▸ **KUTIPAN PILIHAN**:
------------------------
SUMENEP, beritadata.id – Penertiban pedagang kaki lima (PKL) yang dilakukan oleh Pemerintah Kabupaten (Pemkab) Sumenep belakangan ini menuai gelombang protes dan kekecewaan dari masyarakat, terutama bagi mereka yang berjualan di sepanjang Jalan Raya Pabian.

Peraturan daerah (Perda) memang harus ditegakkan. Tidak ada yang menyangkal bahwa berjualan di pinggir jalan adalah pelanggaran. Namun di atas Perda, masih ada hal lain yang jauh lebih tinggi nilainya, empati.
Pemkab mestinya tak hanya menjadi penegak Perda, tapi juga pelindung dan pengayom masyarakat. Ketika aturan ditegakkan tanpa nurani, yang ada bukanlah keadilan, melainkan ketakutan dan keresahan.
Sebab, bukan karena mereka yang berjualan disana tak paham aturan, melainkan karena merasa ditindak oleh ketegasan yang terasa mendadak, musiman, dan minim empati.
Jika dulu deretan lapak sederhana para PKL menghiasi Jalan Pabian, kini jalan itu sunyi sepi hanya menyisakan bekas lapak dan debu yang beterbangan. Tak ada lagi proses transaksi antara pembeli dan para PKL yang menyokong bangkitnya ekonomi kerakyatan
Mereka menghilang dari Maps bukan karena penjualnya pergi liburan, melainkan pelaku usahanya dipaksa angkat kaki oleh pemerintah dan bingung entah mau berjualan kemana.
Akibatnya, kini mereka terlunta lunta mencari nafkah demi menyambung hidup sanak keluarga tanpa membebani Anggaran Pendapatan dan Belanja Negara.
Mereka yang sudah biasa hidup mandiri, kerja sendiri tanpa tahu dagangannya laku atau tidak, murni mendapat rezeki pemberian tuhan, bukan mengandalkan notifikasi gaji bulanan dan tunjangan. Kini terpaksa kehilangan tempat mata pencaharian.
“Kami bukan baru di sini. Sudah bertahun-tahun kami berdagang di Pabian. Tapi kenapa baru sekarang ditertibkan, apa salah kami sampai harus diperlakukan seperti ini,” ujar salah satu PKL yang lapaknya dibongkar dengan mata berkaca-kaca.
“Coba bayangkan kalau tempat yang sudah bertahun-tahun menjadi sumber nafkah tiba-tiba diratakan. Gimana perasaannya? Kami juga manusia, punya keluarga yang harus diberi makan setiap hari,” sambungnya.
------------------------
▸ **DAFTAR ACUAN**:
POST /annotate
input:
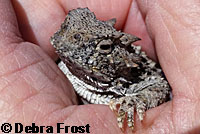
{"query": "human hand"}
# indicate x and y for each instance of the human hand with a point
(34, 90)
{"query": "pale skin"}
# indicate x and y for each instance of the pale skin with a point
(33, 89)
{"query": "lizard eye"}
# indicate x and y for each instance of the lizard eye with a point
(105, 46)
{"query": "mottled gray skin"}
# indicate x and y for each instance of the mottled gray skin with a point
(104, 58)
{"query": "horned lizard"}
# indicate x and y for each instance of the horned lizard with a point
(104, 66)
------------------------
▸ **TUGAS DIKERJAKAN**:
- A) Hitung banyaknya baris dalam daftar di atas yang memuat kata "gray", dengan membedakan huruf besar dan huruf kecil. Tuliskan angkanya saja.
- B) Teruskan teks tentang penertiban pedagang kaki lima di Jalan Raya Pabian, Sumenep, mulai setelah kalimat terakhirnya.

▸ **HASIL YANG DIHARAPKAN**:
- A) 2

- B)
Ironisya, solusi yang ditawarkan Pemkab Sumenep agar menempati area Pasar Kayu Pabian bukan menjadi obat penawar. Justru hal itu malah menambah rasa luka semakin dalam, ibarat luka malah disiram air garam. Sebab, lokasi baru itu masih berantakan, banyak kayu berserakan rawan banjir saat hujan.
“Kami diminta pindah ke pasar kayu, tapi lihat saja sendiri keadaannya disana, saat musim hujan air bisa menggenang sampai di atas mata kaki. Mana ada pembeli yang mau ke sana, kalau tidak ada pembeli jelas rugi, modal hilang nambah hutang,” urainya lirih.
Ia menilai, jika penertiban ini memang bertujuan untuk kebaikan kenyamanan bersama, mestinya dilakukan secara rutin dan terjadwal, bukan hanya muncul dadakan seperti badai musiman lalu menghilang.
Hari ini ditindak, besok tak ada kejelasan itu bukan bentuk ketegasan, tapi inkonsistensi yang mengarah pada kezaliman. Karena faktanya di sejumlah titik zona merah lainnya justru masih dibiarkan.
“Kalau memang mau menegakkan aturan, ya harus adil. Jangan cuma kami yang ditertibkan, sedangkan yang lain dibiarkan. Kami merasa diperlakukan tidak adil, kami rakyat bukanlah musuh negara, kami hanya butuh dipahami saja,” terang pria 39 tahun itu tanpa ingin disebutkan namanya. Selasa 29 April 2025.
Ia bersama PKL lainnya tak menolak aturan, hanya protes dan berharap mendapatkan ruang layak untuk bertahan hidup. Kata dia mestinya pemerintah tidak hanya memikirkan kecantikan ruang kota, tapi pentingnya memperlakukan pelaku usaha kecil sepertinya lebih manusiawi. (*/zn)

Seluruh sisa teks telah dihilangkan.